**Consigne 1:**
D'après le texte sur la COP21, par combien de pays l'accord a-t-il été signé ?
**Consigne 2:**
Rédigez la suite du texte sur la COP21, à partir de sa dernière phrase.

**Texte à lire:**
COP21 et élections régionales : “Le monde et la France se retrouvent dos au mur”

Il arrive que l’histoire s’accélère. Ce fut le cas le week-end du 12 et 13 décembre, pendant lequel le monde et la France se sont retrouvés dos au mur, face à leurs responsabilités.

La Cop21 a débouché sur un accord historique. Après 20 ans de négociations et 13 jours et nuits de tractations finales, c’est le premier accord universel de lutte contre le réchauffement climatique qui a été signé par 195 pays, soit toute la planète.

Les climato-sceptiques ont perdu toute crédibilité : 2015 va encore battre le record de 2014 en terme de réchauffement, dont les effets cataclysmiques menacent directement la survie aujourd’hui de certains pays, et demain de l’humanité toute entière. L’objectif de maintenir l’augmentation de la température moyenne “bien en dessous de 2°” et si possible de 1,5° s’impose à tous, et les pays du nord, qui ont reconnu leur responsabilité, s’engagent à verser au moins 100 milliards par an à ceux, pauvres, du sud.

Alors bien sûr tout n’est pas réglé, loin de là. Ce n’est que le début d’un processus que chaque pays doit traduire dans les faits. L’accord prévoit bien des obligations de résultats, des mécanismes de transparence et des rendez-vous de suivi, mais il ne comporte pas de sanctions, ce qui permet à certains écologistes de parler de “droit mou”.

**Données:**
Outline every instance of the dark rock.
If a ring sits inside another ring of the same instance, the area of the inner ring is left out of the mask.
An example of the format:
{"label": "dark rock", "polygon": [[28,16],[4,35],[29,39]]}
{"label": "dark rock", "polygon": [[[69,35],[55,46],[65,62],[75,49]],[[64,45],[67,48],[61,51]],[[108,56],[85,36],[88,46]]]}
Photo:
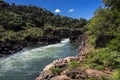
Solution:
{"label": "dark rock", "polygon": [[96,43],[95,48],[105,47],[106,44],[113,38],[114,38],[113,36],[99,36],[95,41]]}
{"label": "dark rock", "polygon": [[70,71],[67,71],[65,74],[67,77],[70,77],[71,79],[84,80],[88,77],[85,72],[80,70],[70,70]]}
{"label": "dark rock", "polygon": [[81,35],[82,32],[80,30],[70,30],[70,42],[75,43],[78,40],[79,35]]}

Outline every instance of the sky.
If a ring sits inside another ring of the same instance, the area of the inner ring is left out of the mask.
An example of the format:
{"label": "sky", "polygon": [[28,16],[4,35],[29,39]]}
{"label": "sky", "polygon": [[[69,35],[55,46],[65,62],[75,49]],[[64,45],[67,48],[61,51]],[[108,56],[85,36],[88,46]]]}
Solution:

**Réponse 1:**
Il a été signé par 195 pays, soit toute la planète.

**Réponse 2:**
Peut-être plus significatif encore, l’accord de Paris – et c’est une fierté qu’il porte le nom de la capitale – s’inscrit dans une prise de conscience générale. Les maires de grandes villes, les régions, les entreprises et les investisseurs se sont engagés à lutter chacun à leur niveau contre les émissions de CO2 et à désinvestir des énergies fossiles. Le tout, sous la surveillance des ONG et des opinions publiques.

“Entendre le message des urnes, c’est agir dès aujourd’hui”

Dos au mur également les politiques français. La honte et le désastre de régions gagnées par le Front national, c’est à dire par le parti du repli sur soi et du rejet de l’autre, ont pu être évités. Mais chacun admet que ce n’est qu’un sursis si tout continue comme avant, c’est à dire comme depuis 20 ou 30 ans : le chômage, le sentiment de déclassement et d’abandon, l’impuissance et l’éloignement des politiques.

Entendre le message des urnes, c’est agir dès aujourd’hui dans trois directions. D’abord changer les pratiques et les comportements politiques qui créent le rejet des élus et des partis de gouvernement. Xavier Bertrand l’a compris en trouvant les mots qu’on attendait le soir du scrutin, et en démissionnant de ses mandats de député et de maire pour se consacrer entièrement à sa région.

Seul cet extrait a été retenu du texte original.